[Referring expression data]
• • • • •

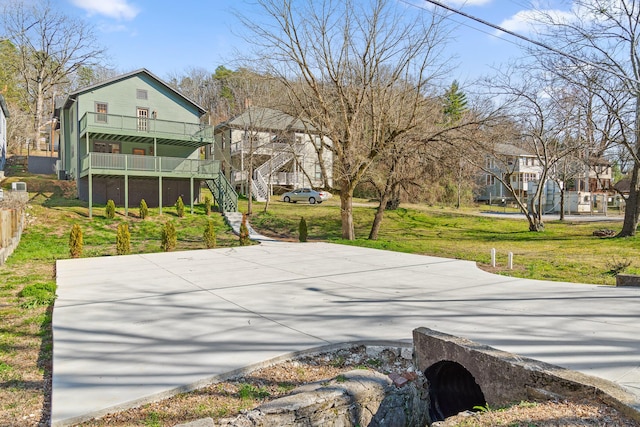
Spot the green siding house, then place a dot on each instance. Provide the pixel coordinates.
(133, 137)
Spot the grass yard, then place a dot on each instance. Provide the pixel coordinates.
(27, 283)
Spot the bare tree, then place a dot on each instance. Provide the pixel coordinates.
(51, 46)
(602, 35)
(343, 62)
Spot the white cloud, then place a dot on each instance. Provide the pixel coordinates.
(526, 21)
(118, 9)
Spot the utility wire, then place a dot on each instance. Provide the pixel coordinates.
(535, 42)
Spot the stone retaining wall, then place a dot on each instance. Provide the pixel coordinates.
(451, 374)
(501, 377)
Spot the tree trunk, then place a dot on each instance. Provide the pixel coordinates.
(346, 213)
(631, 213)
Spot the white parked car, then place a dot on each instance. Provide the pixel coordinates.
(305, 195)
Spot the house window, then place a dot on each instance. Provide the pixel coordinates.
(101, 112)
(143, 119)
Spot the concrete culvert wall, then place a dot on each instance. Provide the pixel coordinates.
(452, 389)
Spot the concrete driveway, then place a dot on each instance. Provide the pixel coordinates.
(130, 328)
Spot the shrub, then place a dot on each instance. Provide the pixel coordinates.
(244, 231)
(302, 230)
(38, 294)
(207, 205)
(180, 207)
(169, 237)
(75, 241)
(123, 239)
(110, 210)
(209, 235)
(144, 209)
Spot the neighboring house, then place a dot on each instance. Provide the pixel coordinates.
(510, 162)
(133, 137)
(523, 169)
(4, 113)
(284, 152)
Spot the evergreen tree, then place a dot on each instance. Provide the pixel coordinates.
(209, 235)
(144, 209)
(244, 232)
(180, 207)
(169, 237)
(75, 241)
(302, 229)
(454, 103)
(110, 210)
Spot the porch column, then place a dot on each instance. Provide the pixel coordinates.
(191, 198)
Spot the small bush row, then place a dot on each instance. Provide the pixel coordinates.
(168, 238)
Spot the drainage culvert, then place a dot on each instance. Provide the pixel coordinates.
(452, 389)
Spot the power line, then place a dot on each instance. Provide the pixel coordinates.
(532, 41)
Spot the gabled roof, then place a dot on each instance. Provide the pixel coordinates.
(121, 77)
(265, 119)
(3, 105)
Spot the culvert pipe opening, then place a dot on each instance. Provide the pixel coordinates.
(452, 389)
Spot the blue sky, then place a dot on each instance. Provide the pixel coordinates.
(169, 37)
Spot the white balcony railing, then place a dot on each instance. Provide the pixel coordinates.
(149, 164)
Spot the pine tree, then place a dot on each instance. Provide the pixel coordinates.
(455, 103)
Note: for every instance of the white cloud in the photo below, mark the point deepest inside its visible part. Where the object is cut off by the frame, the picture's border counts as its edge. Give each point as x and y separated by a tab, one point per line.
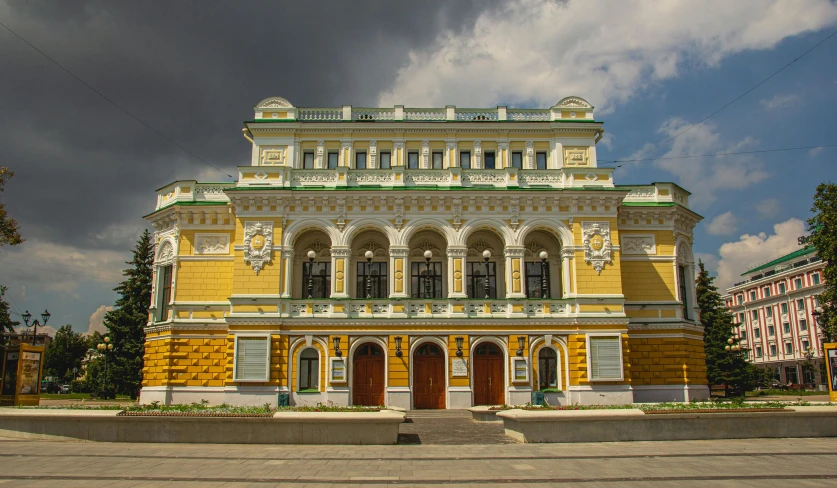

• • • • •

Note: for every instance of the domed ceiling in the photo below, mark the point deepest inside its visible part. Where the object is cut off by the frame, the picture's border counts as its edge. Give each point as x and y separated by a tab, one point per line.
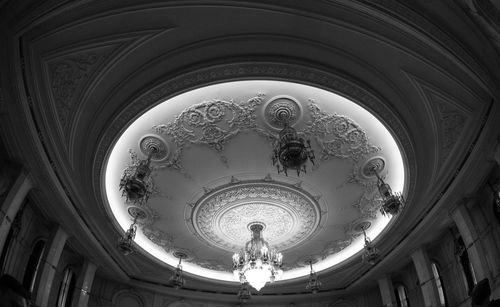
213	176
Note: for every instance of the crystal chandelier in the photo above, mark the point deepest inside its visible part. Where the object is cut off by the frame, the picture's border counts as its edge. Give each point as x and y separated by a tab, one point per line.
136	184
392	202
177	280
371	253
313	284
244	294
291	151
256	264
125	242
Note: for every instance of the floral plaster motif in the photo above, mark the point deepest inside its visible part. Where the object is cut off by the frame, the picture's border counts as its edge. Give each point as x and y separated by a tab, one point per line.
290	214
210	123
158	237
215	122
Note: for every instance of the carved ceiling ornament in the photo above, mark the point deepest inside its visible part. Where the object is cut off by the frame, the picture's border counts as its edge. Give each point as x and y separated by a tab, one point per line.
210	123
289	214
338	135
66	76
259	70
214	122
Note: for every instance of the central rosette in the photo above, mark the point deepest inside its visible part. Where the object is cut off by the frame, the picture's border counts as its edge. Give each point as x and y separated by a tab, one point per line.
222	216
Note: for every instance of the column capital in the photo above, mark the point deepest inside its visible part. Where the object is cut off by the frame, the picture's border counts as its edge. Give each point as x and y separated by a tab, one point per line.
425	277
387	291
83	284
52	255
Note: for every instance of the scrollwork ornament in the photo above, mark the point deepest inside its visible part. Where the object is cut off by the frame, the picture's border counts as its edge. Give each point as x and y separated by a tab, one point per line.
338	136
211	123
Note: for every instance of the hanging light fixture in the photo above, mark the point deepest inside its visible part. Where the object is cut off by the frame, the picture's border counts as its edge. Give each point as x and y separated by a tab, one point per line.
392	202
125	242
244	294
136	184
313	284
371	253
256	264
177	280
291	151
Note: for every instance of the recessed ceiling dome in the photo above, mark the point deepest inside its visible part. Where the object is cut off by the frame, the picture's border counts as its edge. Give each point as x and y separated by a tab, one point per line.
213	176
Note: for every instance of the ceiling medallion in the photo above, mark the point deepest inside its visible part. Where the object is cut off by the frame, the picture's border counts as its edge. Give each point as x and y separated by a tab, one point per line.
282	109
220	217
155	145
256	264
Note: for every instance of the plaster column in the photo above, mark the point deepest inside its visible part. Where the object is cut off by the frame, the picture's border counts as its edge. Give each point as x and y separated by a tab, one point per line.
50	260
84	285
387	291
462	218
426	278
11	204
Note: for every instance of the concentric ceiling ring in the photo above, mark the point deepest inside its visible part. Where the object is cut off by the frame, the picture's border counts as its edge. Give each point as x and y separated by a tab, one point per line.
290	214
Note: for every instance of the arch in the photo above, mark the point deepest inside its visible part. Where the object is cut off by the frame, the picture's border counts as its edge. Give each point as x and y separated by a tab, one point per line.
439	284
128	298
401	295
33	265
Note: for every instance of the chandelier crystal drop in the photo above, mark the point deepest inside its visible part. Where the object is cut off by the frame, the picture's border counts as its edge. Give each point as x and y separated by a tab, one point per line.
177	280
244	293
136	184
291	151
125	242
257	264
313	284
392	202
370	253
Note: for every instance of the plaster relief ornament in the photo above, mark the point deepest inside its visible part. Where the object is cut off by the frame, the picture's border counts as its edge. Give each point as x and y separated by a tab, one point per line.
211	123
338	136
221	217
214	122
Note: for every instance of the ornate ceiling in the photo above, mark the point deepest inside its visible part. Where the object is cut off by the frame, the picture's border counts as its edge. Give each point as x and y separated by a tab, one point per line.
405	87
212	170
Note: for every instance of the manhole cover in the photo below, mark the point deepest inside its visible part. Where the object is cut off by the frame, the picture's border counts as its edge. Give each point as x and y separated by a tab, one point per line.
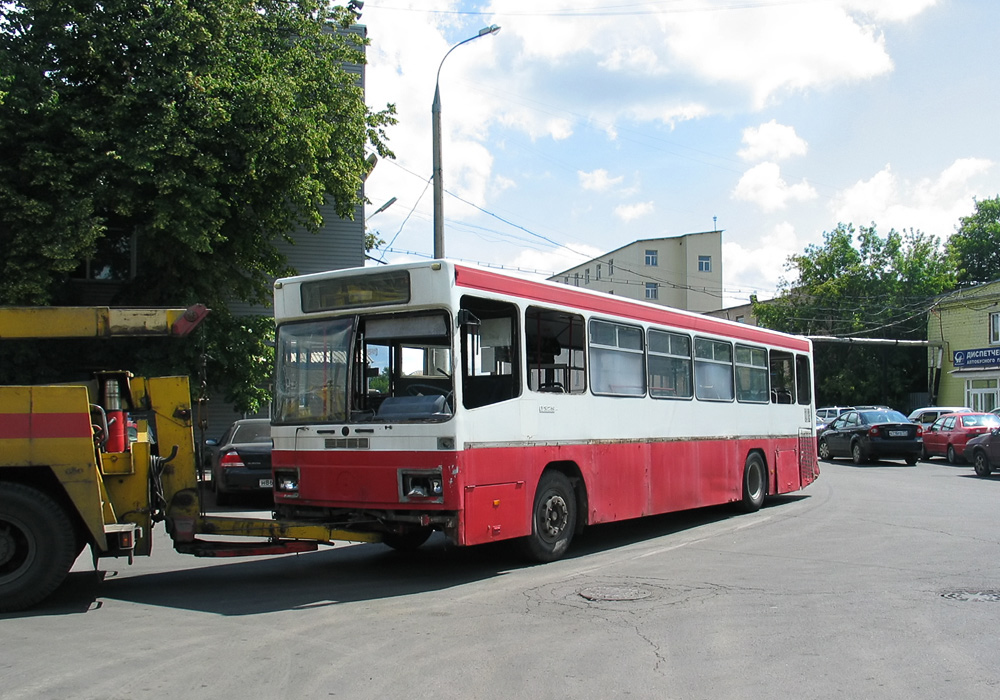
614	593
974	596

• • • • •

§ **EXERCISE PROMPT**: The reply should consist solely of the lines above from the one that has "Spot the blue" through the one that has "Note: for every instance of the white", reproduced exactly.

§ **SOLUTION TO THIS EXERCISE**:
Spot the blue sky, then place a dot on each instance. Provide the pixel coordinates.
(169, 37)
Spot the white balcony railing, then place a dot on each instance. Provide the pixel coordinates.
(149, 164)
Spot the pine tree, then place a dot on each instance. Provide the pixel coordinates.
(455, 103)
Note: for every instance of the white cloud in the photo below, mark the point deepest inside its visible part. Where the object is cut off by the frame, the picture's border counts as its edge. Give each point as x and y separated by a tab, one point per line.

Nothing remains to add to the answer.